Estratto fornito:
====================

Immagine di copertina

Oggi avrei voluto fosse un giorno normale, per donne normali che serenamente ricordano le loro conquiste. Il commento di Lara Tomasetta sullo sciopero dell'8 marzo

Per inviare una foto della mimosa su Facebook o Whatsapp si impiegano dai tre ai cinque secondi. Per scrivere “buona festa delle donne” quattro secondi, per pronunciare la parola “auguri” due secondi.

Di quei secondi non ho bisogno. Non ho bisogno di frasi preconfezionate, e ugualmente non ho bisogno dello sciopero globale delle donne. Non oggi.

Oggi ho preso la mia auto, ho attraversato una capitale intasata dal traffico per 85 minuti, ho parcheggiato in zona rimozione – comportandomi da incivile più che da donna – e ho corso per arrivare al mio luogo di lavoro.

====================

Consegne:
[1] Indica, per favore, se ciascuna affermazione concorda con il testo sullo sciopero dell'8 marzo riportato sopra, rispondendo sì o no e citando le parole del testo che lo decidono. (a) Per scrivere "buona festa delle donne" occorrono quattro secondi. (b) L'attraversamento della capitale ha richiesto 40 minuti. (c) Nel testo si afferma di avere bisogno dello sciopero globale delle donne.
[2] Trasforma in un elenco puntato il paragrafo del testo sullo sciopero dell'8 marzo che inizia con "Oggi ho preso la mia auto", conservandone i fatti principali.

Elenco delle righe:
====================

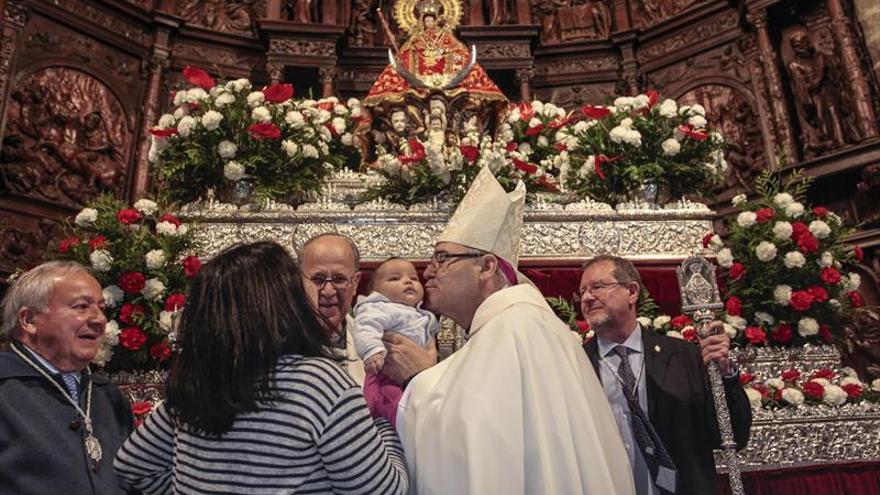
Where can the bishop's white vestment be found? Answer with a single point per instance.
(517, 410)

====================

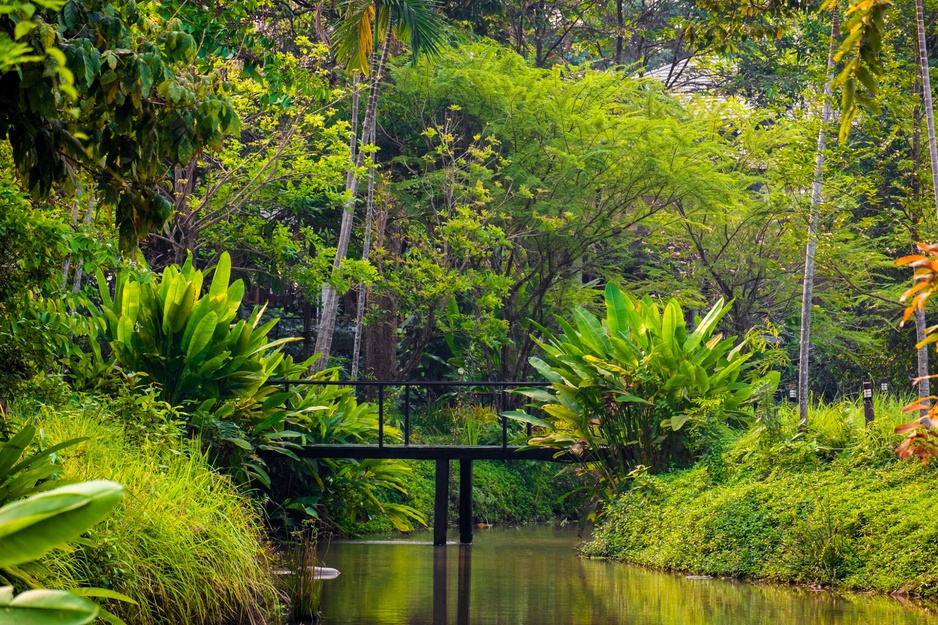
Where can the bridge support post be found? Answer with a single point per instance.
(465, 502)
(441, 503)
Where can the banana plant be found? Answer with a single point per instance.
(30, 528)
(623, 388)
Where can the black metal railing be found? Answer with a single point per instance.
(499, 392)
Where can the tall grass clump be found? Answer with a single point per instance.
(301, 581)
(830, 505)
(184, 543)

====================

Risposte:
[1]
(a) Sì: «Per scrivere “buona festa delle donne” quattro secondi».
(b) No: «ho attraversato una capitale intasata dal traffico per 85 minuti».
(c) No: «ugualmente non ho bisogno dello sciopero globale delle donne».

[2]
- Ho preso l'auto.
- Ho attraversato per 85 minuti una capitale intasata dal traffico.
- Ho parcheggiato in zona rimozione, comportandomi da incivile più che da donna.
- Ho corso per arrivare al lavoro.